**Provided text**
= = =
Apple is strong enough withstand the coronavirus outbreak, despite a downturn in its share price, according to CEO, Tim Cook. He reflected on coronavirus’ threat to Apple’s operations in a recent interview with Fox.
“It will take some time, but by and large I think [the coronavirus’ effect on industry] is a temporary condition, not a long-term kind of thing,” Cook said. “You know, Apple is fundamentally strong and that’s how I see it.”
“Our products are built everywhere. They are truly global products and so you have several parts that are made in the US that serve the world… So, what will happen to the supply chain as we look back on this? I wouldn’t want to say at this point.”
Apple’s share price has fallen from a high of 327.20 on February 12, to just 279.41 at time of writing (Monday, March 2). That’s a pretty hefty hit and the cause is, of course, the coronavirus. Having caused the shut-down of Apple stores in China as well as impacting suppliers, (it closed the Foxconn factory, among other issues,) the virus has severely dented pretty much every part of the technology industry.
= = =
**Listed records**
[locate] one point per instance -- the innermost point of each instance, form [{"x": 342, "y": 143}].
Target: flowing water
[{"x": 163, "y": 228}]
= = =
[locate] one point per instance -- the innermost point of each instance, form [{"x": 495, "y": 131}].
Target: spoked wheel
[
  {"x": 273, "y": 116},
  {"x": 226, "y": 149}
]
= = =
**Complete the following**
1. List every company or organization named in the article on Apple and the coronavirus.
2. Continue the article on Apple and the coronavirus from its last sentence.

**Task-by-task results**
1. Apple, Fox, Foxconn

2.
That value hit is just part of doing business in the real world, as Cook sees it. He said: “There will always be unpredictable things that will come up but we’ve worked through earthquakes, fires, tornadoes, floods, tsunamis, SARS… and the operational team is good at working through these. The question for us, after we get to the other side [of coronavirus] will be ‘was the resilience there, [in the supply chain] or not?’ and ‘do we need to make some changes?’ My perspective, sitting here today is that – if there are changes – we’re talking about adjusting some knobs, not wholesale change.”
When his interviewer pushed the point about Apple’s plummeting share price, Cook didn’t seem worried, arguing that a long term perspective was all that was needed to allay fears.
He said: “I don’t really focus on the short-term fluctuations in the market. For me, and the way we run the company, we work towards the long term and I see no long-term difference… The market takes time to recognise that… The future looks very bright.”